* Start DATASET RECORDS *

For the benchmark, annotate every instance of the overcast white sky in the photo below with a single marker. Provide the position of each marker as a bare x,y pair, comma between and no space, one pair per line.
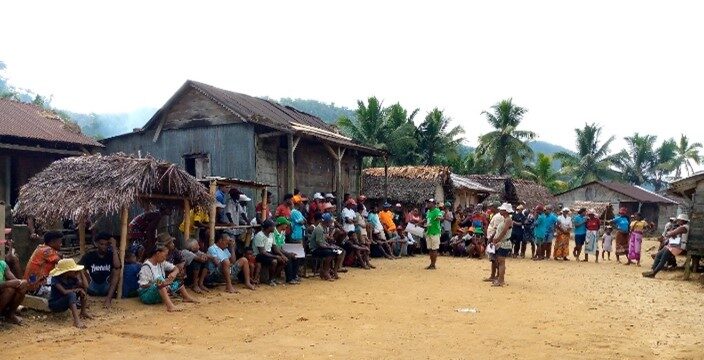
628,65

* End DATASET RECORDS *
* Start DATASET RECORDS *

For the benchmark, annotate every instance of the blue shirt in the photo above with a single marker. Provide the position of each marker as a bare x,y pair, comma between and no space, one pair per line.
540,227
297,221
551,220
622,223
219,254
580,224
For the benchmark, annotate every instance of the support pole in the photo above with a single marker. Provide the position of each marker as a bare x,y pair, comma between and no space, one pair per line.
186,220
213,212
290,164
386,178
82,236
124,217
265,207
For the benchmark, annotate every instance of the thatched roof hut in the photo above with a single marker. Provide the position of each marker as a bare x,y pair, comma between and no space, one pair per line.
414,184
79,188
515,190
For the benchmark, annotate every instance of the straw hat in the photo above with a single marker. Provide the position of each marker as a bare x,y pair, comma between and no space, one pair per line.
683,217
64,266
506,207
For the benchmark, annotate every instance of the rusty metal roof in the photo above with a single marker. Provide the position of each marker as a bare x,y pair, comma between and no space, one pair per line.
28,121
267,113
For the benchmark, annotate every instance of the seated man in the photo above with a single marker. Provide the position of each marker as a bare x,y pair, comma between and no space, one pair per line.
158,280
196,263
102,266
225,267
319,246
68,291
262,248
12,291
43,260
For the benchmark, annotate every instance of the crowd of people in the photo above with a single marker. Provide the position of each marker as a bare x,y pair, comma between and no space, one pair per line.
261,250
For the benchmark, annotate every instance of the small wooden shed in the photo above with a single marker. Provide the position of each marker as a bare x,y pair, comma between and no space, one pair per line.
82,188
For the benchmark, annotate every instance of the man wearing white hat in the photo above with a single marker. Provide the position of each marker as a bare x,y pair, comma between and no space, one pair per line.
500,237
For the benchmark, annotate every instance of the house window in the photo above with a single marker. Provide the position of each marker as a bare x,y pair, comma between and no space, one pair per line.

* End DATASET RECORDS *

THE PROBLEM —
Retype the entries above from the line that contains "For the benchmark, annotate every instance of the small" through the line that contains "For the benchmark, annotate every instance of the house", including both of those lines, with no changes.

RESPONSE TO THE EXERCISE —
For the benchmark, annotate every instance of the small wooden shed in the photo above with a single marker. Provide the position of each marker as a bare x,y pair, comma between and no space, one pair per line.
82,188
For the benchmark, annotate every instance of the man wearing white hat in the photo above with a single marker. Provide the position of each marker as a bare x,y pair, comma between and no space, one pair per line.
500,237
For the benchmark, annotate every instance of the house window in the photo above with a single marker. Provide the position of each marker as a bare x,y pair, comma between and no space, one pair per line.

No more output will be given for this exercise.